TEXT BLOCK:
========================
Sometimes the stories you're most embarrassed to tell are exactly what people need to hear.
The Chapter That Made Me Cringe
Monday's post led with that colonoscopy disaster - the moment my professional filter completely glitched and I complimented surgical technique using language that would make my grandmother clutch her pearls. The room went dead silent. I wanted to disappear.
But writing Chapter 23 about "When Your Inside Voice Goes Rogue" forced me to examine the pattern: I've been toggling between Harvard customer service voice and complete verbal chaos my entire career. No middle ground. Either overly professional or forgetting I'm in a business setting altogether.
The engagement on that post was immediate. People connected with the mortification more than any polished business insight I've shared. Turns out everyone has their own "oh shit, did I really just say that out loud?" moment.
========================
STORED ROWS:
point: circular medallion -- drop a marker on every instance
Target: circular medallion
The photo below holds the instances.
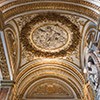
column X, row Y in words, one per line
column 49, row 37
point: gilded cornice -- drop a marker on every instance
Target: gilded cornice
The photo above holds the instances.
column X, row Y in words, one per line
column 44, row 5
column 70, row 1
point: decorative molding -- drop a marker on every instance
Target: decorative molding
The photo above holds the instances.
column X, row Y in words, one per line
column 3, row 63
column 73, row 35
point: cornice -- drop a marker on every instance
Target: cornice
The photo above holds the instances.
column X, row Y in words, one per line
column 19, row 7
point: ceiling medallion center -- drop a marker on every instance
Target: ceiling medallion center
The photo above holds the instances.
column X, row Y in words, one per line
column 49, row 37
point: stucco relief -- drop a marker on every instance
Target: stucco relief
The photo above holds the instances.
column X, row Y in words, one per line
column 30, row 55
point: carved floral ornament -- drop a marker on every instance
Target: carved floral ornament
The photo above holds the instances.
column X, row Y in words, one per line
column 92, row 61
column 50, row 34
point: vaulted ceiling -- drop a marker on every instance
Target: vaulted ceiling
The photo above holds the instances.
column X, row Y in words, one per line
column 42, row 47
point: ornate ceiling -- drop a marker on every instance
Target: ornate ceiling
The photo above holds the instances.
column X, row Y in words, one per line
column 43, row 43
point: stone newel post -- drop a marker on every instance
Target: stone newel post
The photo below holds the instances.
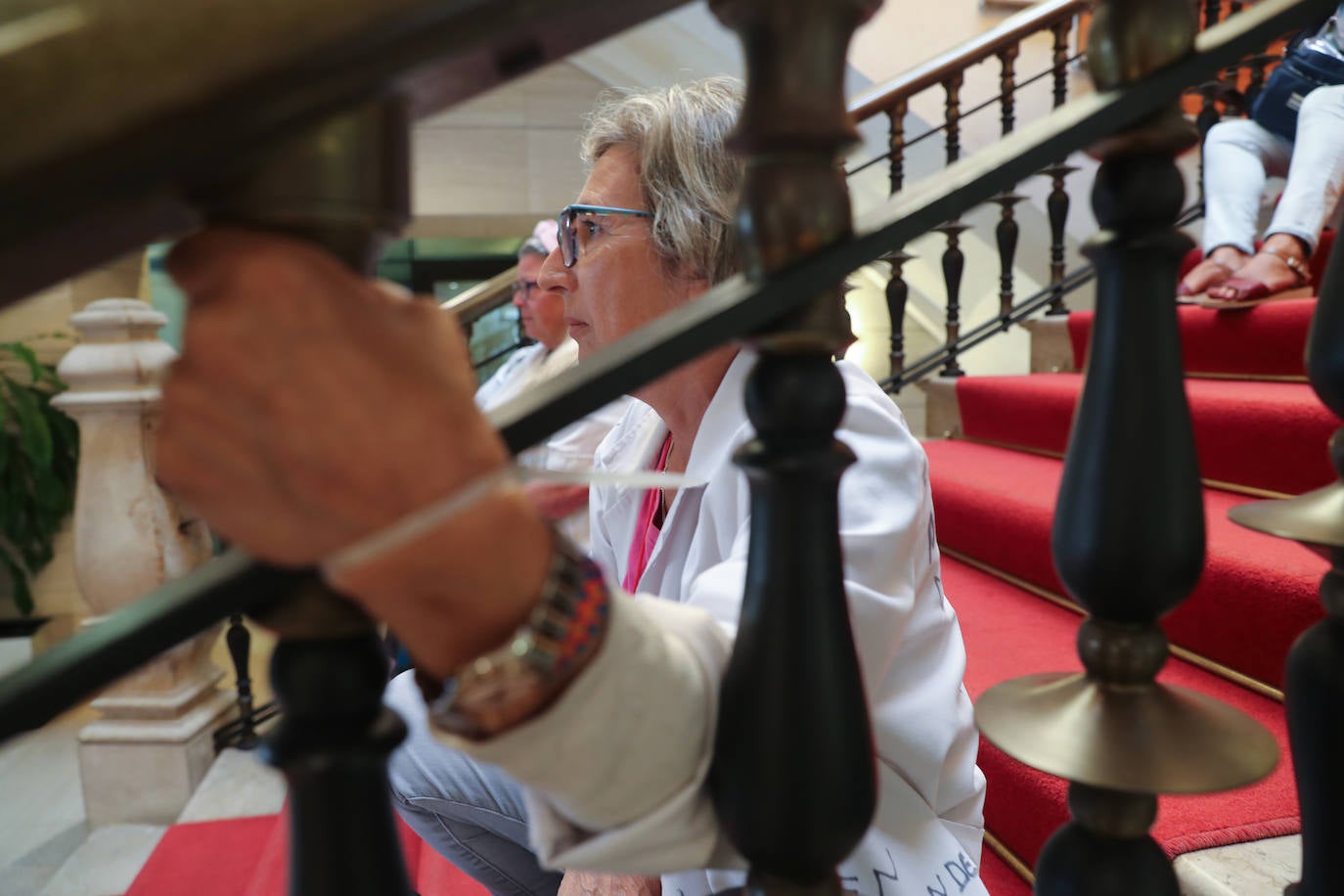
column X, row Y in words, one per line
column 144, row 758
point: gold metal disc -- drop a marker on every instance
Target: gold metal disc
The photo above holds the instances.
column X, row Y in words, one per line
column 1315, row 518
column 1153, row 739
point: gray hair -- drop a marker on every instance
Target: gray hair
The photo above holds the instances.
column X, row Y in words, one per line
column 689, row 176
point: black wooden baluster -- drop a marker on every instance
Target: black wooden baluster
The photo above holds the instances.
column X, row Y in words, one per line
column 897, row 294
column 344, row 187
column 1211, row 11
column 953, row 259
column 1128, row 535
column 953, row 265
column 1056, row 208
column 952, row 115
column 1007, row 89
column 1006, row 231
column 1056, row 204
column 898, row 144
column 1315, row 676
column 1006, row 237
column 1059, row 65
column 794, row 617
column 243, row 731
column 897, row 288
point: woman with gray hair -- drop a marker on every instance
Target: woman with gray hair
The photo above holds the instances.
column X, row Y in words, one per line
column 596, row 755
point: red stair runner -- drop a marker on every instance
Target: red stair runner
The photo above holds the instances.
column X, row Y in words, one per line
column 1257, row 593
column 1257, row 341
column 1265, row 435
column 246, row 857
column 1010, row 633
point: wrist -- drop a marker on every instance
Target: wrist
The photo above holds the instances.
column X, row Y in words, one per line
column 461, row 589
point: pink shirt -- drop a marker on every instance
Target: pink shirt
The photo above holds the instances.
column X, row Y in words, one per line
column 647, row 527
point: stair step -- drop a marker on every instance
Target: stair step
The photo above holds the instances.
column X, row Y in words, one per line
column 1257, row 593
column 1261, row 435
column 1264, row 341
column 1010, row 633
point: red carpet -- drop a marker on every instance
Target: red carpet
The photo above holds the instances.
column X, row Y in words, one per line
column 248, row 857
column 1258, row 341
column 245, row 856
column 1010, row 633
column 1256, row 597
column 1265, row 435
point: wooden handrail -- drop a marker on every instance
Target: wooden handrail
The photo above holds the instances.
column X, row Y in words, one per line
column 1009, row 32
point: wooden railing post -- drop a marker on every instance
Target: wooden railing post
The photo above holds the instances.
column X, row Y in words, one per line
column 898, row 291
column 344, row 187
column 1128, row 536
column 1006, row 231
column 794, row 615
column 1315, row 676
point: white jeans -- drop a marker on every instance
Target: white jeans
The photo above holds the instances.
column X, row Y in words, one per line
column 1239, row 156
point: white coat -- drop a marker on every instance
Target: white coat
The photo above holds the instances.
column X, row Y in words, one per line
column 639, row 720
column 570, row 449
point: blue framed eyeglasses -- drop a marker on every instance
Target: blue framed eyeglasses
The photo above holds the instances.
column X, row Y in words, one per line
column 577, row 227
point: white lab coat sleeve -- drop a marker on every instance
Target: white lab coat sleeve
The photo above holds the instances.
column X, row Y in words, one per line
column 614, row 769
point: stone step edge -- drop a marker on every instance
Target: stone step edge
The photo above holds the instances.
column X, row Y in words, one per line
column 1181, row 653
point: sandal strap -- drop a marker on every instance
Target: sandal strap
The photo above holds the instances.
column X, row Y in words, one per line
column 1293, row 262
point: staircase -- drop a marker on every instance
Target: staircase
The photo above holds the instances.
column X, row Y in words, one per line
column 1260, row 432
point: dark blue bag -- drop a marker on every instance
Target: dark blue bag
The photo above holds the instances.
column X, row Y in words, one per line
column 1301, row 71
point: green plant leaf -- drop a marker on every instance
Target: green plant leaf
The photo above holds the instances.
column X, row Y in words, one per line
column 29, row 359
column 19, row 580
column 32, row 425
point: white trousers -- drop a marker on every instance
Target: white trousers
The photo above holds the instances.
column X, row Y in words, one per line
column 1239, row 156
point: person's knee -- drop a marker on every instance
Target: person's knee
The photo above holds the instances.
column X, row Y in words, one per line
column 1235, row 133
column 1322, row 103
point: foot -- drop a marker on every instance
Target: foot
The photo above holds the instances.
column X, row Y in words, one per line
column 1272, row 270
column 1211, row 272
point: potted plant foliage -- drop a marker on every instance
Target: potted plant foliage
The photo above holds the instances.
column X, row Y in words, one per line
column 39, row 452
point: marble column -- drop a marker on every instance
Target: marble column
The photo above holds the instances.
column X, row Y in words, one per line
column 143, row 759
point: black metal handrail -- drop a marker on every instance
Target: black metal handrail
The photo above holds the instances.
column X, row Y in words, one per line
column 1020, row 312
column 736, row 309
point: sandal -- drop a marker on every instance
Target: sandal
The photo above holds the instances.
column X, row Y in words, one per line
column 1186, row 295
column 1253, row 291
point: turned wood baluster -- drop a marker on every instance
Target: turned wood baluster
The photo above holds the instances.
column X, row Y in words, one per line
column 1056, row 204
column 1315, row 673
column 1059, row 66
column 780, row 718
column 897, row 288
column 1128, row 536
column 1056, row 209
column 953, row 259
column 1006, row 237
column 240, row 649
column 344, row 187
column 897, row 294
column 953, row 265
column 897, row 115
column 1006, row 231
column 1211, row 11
========================
STATED PROBLEM 1:
Using the post about the chapter that made its writer cringe, decide whether each statement below agrees with it. Answer yes or no for each, and quote the text's deciding words exactly.
(a) The writer says there has been no middle ground between two ways of speaking at work.
(b) The room broke into laughter after the writer's comment about surgical technique.
(c) Readers responded more to the writer's polished business insights than to the embarrassing story.
STATED PROBLEM 2:
Resume the post about the chapter that made its writer cringe, and continue it from its last sentence.

TASK ANSWER 1:
(a) Yes: "No middle ground."
(b) No: "The room went dead silent."
(c) No: "People connected with the mortification more than any polished business insight I've shared."

TASK ANSWER 2:
The Filter That Kills Authenticity
Wednesday's business lesson pulled directly from the chapter content - the impossible tension between being real enough to stand out and professional enough to not get fired. I documented the vicious cycle: excitement about sharing authentic thoughts, fear of corporate consequences, posting safe sanitized content, frustration with being a fraud, repeat.
Most corporate employees are stuck in this exact loop. They know their filtered content is boring, but they also know their mortgage payment depends on not offending HR.
The breakthrough isn't dramatic - it's gradual erosion of caring more about authentic expression than corporate approval. For me, it started with writing for publications without asking permission first.
Friday's Infrastructure Reality
By Friday I was deep in website launch mode, newsletter setup, and all the boring behind-the-scenes work that nobody wants to hear about but everyone needs to do. Creating simple blog templates instead of custom graphics for every post. Choosing function over perfection.
The lesson from this week's house-building metaphor holds: you can't skip the foundation work. Whether it's transformer boxes before 19-foot ceilings or basic website functionality before beautiful design, the unsexy infrastructure determines whether your vision becomes reality or stays a pretty dream.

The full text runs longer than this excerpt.